*Required work*:
1: Answer these questions from the text on pigeon paramyxovirus:
(a) In what month and year was the virus detected in WA?
(b) After how many days does death ensue in sick birds?
(c) Which vaccine may give some protection against APMV1?
2: Extend the text on pigeon paramyxovirus, continuing from its final sentence.

*Exercise passage*:
BEGIN

Avian Paramyxovirus (APMV1) is also sometimes referred to as Pigeon Paramyxo virus (PPMV1).
It has been detected in Victoria, NSW, Tasmania (In June 2013) and WA (In Nov 2015).
In Victoria and NSW, the disease has been found in both kept and feral pigeons as well as a very small number of cases in native species.
In the Tasmanian outbreak, only kept pigeons were affected. This outbreak was controlled by a combination of quarantining affected flocks, promoting vaccination of pigeon flocks and a temporary suspension of pigeon races and shows.
There has been no evidence of APMV1 in commercial or backyard poultry flocks.
Affected pigeon flocks may experience varying rates of sickness and mortality although high mortalities (most pigeons dying) has occurred. Clinical signs associated with APMV-1 in pigeons include lethargy, gastrointestinal and neurological signs. Sick birds are lethargic, unable to fly, and may vomit a white tinged fluid with death ensuing after three days. Some pigeons do recover but may continue spreading the virus for some weeks thereafter.
Anyone suspecting disease due to avian paramyxovirus in their pigeons should report the matter to DPIPWE on 03 6233 6875 or the Disease Watch Hotline 1800 675 888.
Vaccination of Pigeons in Tasmania for APMV1
There is no registered vaccine for avian paramyxovirus (APMV1) for use in pigeons in Australia.
However inactivated Newcastle disease vaccine may give some protection against APMV1. The vaccine's primary value is in reducing the risk of avian paramyxovirus in a whole population – in other words achieving sufficient flock immunity so that the virus literally runs out of hosts to infect.
Vaccination played a significant role in helping control the APMV1 incursion in Tasmania in mid 2013. Another key factor was that pigeon clubs suspended racing and shows until they were satisfied that all birds had been vaccinated against APMV1 and that they had developed immunity.
Vaccination is not a substitute for good biosecurity – pigeon owners are strongly advised to maintain a high level of vigilance with regard to introducing birds and eggs into their pigeon populations – whether vaccine is used or not.
No vaccine is perfect. The vaccines considered most useful in combating APMV1 will not stop pigeons becoming infected but clinical disease and virus shedding is expected to be significantly reduced. This latter aspect slows the spread of the virus.

END

*Stored items*:
BEGIN

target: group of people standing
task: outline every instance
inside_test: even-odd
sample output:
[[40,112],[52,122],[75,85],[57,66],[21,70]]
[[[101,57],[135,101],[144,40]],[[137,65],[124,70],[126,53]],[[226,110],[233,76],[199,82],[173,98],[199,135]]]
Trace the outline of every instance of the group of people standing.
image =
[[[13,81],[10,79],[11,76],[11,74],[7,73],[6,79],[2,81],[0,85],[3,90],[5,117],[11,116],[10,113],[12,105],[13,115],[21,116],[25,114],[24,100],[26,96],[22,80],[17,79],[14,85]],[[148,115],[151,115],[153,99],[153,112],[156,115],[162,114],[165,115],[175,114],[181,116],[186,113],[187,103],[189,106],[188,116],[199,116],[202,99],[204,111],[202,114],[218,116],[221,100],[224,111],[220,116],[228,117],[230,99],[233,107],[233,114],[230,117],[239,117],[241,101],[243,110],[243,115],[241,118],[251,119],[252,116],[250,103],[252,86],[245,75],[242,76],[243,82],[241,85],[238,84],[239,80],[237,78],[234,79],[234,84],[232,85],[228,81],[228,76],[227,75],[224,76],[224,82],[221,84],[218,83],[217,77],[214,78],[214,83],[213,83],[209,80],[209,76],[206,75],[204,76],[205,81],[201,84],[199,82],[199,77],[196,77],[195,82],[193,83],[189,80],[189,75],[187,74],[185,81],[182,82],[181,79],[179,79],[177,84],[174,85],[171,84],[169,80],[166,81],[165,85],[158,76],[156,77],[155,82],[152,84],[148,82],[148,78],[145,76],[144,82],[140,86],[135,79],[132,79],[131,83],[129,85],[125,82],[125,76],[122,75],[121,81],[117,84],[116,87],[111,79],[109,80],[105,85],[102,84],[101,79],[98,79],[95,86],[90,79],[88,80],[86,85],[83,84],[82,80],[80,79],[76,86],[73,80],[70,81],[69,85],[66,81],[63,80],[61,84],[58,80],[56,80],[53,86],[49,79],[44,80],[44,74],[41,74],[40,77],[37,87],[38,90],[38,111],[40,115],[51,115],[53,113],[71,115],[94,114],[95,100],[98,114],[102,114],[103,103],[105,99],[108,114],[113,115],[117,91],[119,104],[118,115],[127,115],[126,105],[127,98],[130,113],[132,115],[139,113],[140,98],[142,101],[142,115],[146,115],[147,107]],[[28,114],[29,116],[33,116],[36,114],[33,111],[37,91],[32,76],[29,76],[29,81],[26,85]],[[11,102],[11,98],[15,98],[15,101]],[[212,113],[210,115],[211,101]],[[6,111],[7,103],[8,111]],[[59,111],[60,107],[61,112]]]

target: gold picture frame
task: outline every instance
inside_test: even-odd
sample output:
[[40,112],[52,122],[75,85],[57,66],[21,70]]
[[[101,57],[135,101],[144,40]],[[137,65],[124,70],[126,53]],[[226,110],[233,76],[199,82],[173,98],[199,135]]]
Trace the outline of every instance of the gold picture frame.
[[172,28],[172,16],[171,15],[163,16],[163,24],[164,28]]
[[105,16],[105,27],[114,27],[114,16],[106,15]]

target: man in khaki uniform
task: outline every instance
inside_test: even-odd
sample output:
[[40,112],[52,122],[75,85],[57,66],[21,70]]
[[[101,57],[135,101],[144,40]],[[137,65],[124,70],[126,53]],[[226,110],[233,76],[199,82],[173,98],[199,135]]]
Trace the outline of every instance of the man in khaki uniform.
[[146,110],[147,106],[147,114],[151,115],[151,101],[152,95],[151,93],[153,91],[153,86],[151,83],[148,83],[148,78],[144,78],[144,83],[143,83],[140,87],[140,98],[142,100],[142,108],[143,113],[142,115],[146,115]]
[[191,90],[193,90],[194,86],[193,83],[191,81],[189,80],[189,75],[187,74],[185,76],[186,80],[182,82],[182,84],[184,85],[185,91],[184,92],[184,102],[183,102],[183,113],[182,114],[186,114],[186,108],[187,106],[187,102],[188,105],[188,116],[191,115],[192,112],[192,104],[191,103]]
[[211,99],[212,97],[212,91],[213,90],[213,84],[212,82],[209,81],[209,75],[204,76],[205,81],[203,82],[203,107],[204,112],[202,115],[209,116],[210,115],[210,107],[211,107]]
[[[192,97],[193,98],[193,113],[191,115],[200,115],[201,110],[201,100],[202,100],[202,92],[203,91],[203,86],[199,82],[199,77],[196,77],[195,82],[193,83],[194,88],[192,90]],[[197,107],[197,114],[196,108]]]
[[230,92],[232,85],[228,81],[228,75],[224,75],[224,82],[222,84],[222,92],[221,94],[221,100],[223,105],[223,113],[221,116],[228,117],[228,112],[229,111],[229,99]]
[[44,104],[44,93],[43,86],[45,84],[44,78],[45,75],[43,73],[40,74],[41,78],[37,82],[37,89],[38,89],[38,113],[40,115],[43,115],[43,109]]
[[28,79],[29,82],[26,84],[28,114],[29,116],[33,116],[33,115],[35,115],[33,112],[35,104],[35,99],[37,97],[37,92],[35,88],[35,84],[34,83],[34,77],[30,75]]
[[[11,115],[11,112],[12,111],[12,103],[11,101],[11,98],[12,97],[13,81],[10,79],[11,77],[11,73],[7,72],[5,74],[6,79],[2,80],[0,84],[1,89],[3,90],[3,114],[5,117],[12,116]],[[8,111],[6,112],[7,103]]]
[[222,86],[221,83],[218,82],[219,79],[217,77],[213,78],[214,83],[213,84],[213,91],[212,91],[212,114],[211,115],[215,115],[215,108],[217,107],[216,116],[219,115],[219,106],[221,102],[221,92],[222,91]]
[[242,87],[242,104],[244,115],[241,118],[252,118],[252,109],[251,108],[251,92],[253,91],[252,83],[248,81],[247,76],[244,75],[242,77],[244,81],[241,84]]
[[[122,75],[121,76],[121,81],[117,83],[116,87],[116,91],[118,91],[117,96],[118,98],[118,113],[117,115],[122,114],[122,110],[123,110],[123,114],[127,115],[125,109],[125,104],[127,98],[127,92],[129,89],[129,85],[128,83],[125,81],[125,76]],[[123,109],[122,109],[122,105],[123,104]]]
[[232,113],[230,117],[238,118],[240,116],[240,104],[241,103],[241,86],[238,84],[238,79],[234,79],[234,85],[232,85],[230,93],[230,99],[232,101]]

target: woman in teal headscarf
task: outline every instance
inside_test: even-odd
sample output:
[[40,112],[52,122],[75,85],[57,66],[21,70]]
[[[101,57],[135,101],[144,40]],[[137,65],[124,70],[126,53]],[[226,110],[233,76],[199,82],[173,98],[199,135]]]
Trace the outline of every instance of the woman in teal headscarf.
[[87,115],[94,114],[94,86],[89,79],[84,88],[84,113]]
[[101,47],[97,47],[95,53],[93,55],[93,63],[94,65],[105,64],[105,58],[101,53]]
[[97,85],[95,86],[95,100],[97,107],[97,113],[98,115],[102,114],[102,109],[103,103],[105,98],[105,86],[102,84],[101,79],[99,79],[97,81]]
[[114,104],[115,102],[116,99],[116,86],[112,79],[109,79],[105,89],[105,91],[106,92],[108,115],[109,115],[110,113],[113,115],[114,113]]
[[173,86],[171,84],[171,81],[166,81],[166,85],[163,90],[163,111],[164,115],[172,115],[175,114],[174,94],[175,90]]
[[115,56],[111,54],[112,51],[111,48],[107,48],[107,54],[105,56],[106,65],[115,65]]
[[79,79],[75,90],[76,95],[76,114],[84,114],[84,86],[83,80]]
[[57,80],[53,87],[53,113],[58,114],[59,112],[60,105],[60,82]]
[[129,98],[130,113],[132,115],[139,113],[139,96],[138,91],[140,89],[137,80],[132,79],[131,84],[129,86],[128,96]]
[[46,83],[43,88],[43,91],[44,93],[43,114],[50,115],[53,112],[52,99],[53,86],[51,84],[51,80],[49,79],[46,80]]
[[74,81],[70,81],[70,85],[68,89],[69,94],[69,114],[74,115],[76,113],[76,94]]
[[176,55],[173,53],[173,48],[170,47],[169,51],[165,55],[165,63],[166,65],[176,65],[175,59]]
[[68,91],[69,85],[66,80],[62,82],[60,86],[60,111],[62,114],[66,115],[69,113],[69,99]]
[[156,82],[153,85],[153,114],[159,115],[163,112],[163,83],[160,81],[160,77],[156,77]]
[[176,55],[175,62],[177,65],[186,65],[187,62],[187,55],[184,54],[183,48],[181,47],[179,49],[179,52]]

END

*Answers below*:
1:
(a) November 2015
(b) Three days
(c) Inactivated Newcastle disease vaccine

2:
The recommended vaccine program involves 2 doses of inactivated Newcastle Disease vaccine injected under the skin several 4 weeks apart, then a booster shot annually. It is considered that it takes at least 4 weeks for useful immunity to develop to the second shot of vaccine. Only healthy pigeons in healthy flocks should be vaccinated. It is important to vaccinate all the pigeons in a loft to maximise protection of the flock.
Anyone interested in vaccinating their pigeons should consult their veterinarian as there is no efficacy or safety data available for vaccine use in pigeons. On 3 April 2012, a general permit was issued that allows the vaccination of domestic pigeons with inactivated Newcastle disease vaccine.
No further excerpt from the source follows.